### Record list ###

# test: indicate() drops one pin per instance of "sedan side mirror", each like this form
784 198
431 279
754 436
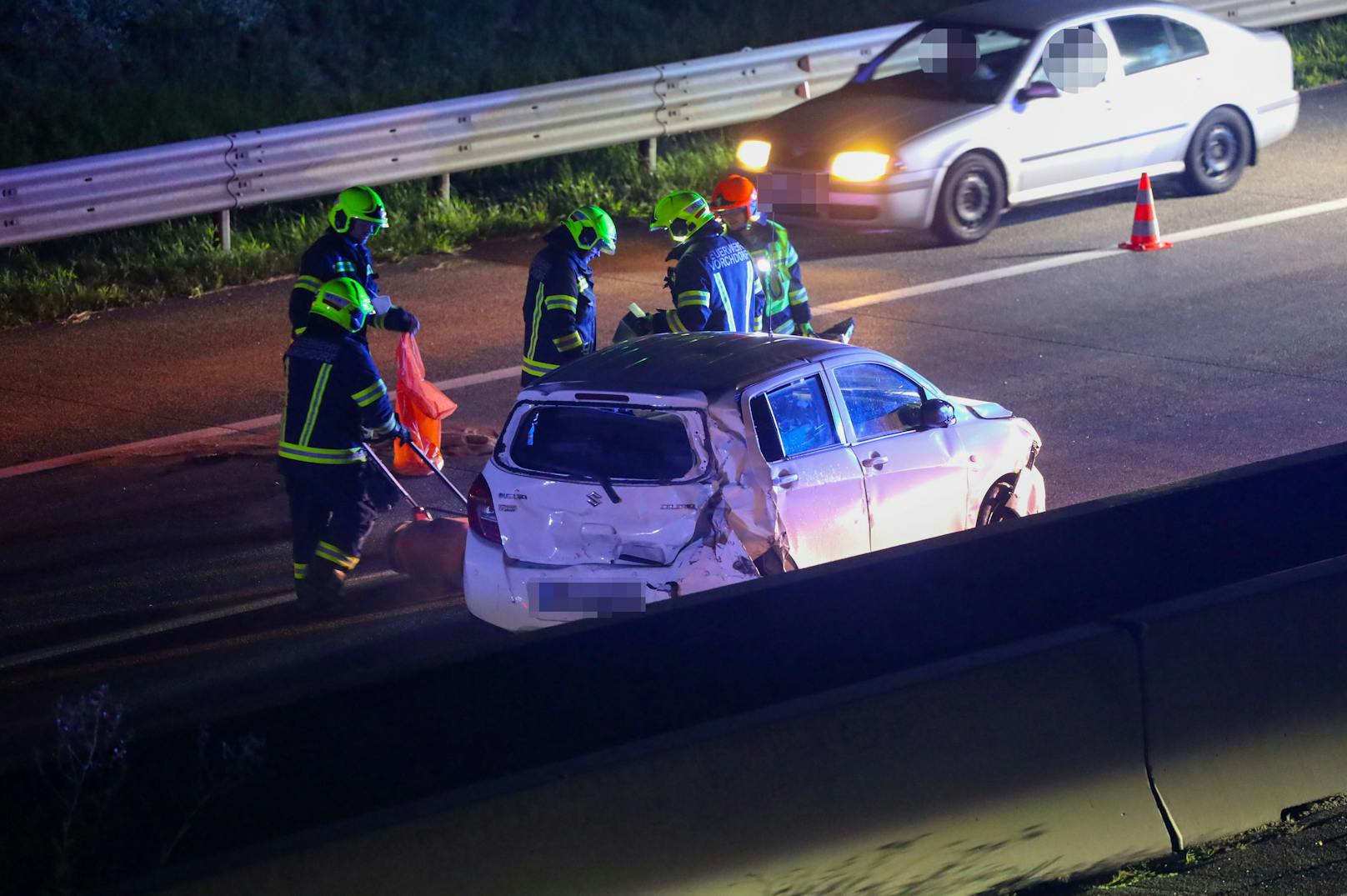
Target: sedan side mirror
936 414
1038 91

###

- Do this
In every entry, swap "sedan" for "hatchback" and change nothing else. Leave the pictures out of your answer.

- Answer to the problem
# test: indicate() drops one pin per instance of "hatchback side mirror", each like this form
784 198
431 279
754 436
Target: hatchback side mirror
936 414
1038 91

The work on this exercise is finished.